## RECORD EXCERPTS
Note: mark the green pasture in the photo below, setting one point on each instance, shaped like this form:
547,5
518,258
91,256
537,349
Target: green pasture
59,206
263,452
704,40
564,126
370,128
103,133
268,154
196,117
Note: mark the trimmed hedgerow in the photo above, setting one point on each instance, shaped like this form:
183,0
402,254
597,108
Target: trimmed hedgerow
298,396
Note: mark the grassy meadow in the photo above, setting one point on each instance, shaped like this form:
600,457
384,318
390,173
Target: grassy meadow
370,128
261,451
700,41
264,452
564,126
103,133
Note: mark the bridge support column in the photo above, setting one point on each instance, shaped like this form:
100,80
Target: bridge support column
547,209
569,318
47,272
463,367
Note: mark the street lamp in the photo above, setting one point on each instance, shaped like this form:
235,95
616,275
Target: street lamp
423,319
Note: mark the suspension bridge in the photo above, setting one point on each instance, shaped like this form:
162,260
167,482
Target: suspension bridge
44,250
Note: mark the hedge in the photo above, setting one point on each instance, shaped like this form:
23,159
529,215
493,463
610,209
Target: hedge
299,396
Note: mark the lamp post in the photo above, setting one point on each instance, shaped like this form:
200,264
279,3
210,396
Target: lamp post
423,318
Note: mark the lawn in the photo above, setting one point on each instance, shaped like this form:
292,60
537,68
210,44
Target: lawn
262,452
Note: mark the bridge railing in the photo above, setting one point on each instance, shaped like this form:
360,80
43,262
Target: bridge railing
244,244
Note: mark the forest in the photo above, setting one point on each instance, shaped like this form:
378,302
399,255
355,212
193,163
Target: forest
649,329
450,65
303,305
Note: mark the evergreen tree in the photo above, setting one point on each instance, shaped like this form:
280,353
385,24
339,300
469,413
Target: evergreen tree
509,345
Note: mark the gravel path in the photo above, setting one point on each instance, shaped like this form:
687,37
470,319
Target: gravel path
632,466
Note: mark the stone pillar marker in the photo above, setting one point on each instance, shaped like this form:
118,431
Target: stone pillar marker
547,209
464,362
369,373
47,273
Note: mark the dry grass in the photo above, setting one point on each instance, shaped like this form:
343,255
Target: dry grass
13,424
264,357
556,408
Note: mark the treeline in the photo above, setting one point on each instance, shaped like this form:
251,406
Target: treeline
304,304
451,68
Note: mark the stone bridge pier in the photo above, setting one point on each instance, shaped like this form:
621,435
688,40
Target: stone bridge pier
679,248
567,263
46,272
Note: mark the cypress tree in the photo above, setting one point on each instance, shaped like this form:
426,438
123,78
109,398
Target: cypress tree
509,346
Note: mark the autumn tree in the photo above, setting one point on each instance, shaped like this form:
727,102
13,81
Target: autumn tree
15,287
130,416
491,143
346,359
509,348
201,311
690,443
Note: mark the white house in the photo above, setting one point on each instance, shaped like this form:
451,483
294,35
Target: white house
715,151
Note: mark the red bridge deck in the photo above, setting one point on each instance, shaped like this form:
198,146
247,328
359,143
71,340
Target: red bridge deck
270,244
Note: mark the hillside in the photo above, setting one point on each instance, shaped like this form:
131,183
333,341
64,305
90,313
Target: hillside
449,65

## REQUIRED TASK
Recast every line of the items above as a numbered list, leaving out any blank lines.

## ANSWER TO THE EXERCISE
1. Note: mark the green pasture in the photo below, setting one point on each instance, shaped like this form:
2. 547,5
3. 518,258
4. 91,256
5. 537,349
6. Target: green pasture
7. 59,206
8. 263,452
9. 704,40
10. 564,126
11. 370,128
12. 103,133
13. 268,154
14. 196,117
15. Note: mark the trimmed hedgerow in the photo above, setting one point on each instance, shaped like this form:
16. 183,0
17. 402,254
18. 597,108
19. Target: trimmed hedgerow
20. 298,396
21. Note: mark the grassy meadow in the photo above, setting one point on each instance, shaped like this form:
22. 600,457
23. 384,318
24. 390,173
25. Target: grassy meadow
26. 370,128
27. 261,451
28. 700,41
29. 264,452
30. 564,126
31. 103,133
32. Note: mark the bridge support column in the photo above, setting one point on each instance, shaped like this form:
33. 100,80
34. Target: bridge support column
35. 547,209
36. 569,318
37. 47,272
38. 463,367
39. Note: mark the street lamp in the photo above, setting one point on each instance, shaped like this form:
40. 235,95
41. 616,275
42. Target: street lamp
43. 423,319
44. Note: mark the suspension bridge in the photo above, setting one point on each instance, shaped like this form:
45. 162,260
46. 167,482
47. Target: suspension bridge
48. 44,250
49. Note: mark the hedge in the photo above, setting one point on each instance, shaped like this form:
50. 23,159
51. 529,215
52. 493,463
53. 610,209
54. Target: hedge
55. 299,396
56. Note: mark the lamp post in the photo above, setting one point on each instance, shaped like this form:
57. 200,264
58. 279,3
59. 210,396
60. Target: lamp post
61. 423,318
62. Note: mark the lawn in the photo above, setting one point on each instance, shaped like this form:
63. 292,60
64. 537,68
65. 210,44
66. Target: lawn
67. 262,452
68. Note: mark the bridge railing in the photo above, setting one point on each instance, shaped like this form:
69. 360,80
70. 43,262
71. Target: bridge railing
72. 244,244
73. Note: mark the forest in the photo above, setting one point on each instance, shaped like this form:
74. 378,302
75. 399,255
76. 355,212
77. 193,163
78. Target: forest
79. 649,329
80. 450,65
81. 303,305
82. Note: mark the evergreen tree in the photo above, setting one point on each instance, shaped like this form:
83. 280,353
84. 385,24
85. 339,300
86. 469,413
87. Target: evergreen tree
88. 509,345
89. Note: mark the gravel path in the photo above, setting one point on each instance, shaped like this form:
90. 687,37
91. 470,319
92. Target: gravel path
93. 632,466
94. Note: mark the stone pillar marker in the photo above, setting one point on each instance, shaped like this form:
95. 118,431
96. Target: stone pillar marker
97. 547,209
98. 464,362
99. 369,373
100. 47,273
101. Note: mark the dry grass in the photo above, setting one point on each instance, shaped like this form:
102. 343,255
103. Target: dry grass
104. 13,424
105. 264,357
106. 556,408
107. Note: mark the treeline in the photo above, setting one point on each instance, shaped like this form:
108. 251,406
109. Target: treeline
110. 304,304
111. 451,68
112. Note: mark the stone bridge pier in the photo above, setting one point on each instance, shaped like this form:
113. 621,435
114. 688,40
115. Target: stone bridge pier
116. 679,248
117. 567,263
118. 46,272
119. Note: mark the cypress tree in the photo above, setting one point on each instance, shaped like this form:
120. 426,438
121. 123,78
122. 109,398
123. Target: cypress tree
124. 509,346
125. Note: mark the autumn tree in the photo above, setting one point on each instance, shaped like this form:
126. 727,102
127. 13,81
128. Target: autumn tree
129. 15,287
130. 130,416
131. 491,143
132. 346,359
133. 509,348
134. 201,311
135. 690,443
136. Note: mark the white house in the photo above, setting one point on each instance, shaped like this form:
137. 451,483
138. 294,35
139. Target: white house
140. 715,151
141. Note: mark the red bridge deck in the photo above, setting one point on each instance, shaped like this form:
142. 198,146
143. 247,328
144. 359,143
145. 71,340
146. Target: red bridge deck
147. 270,244
148. Note: mark the hillside in the photo above, setting one point on each instance, shaped like this form:
149. 131,183
150. 333,341
151. 64,305
152. 90,313
153. Target: hillside
154. 449,65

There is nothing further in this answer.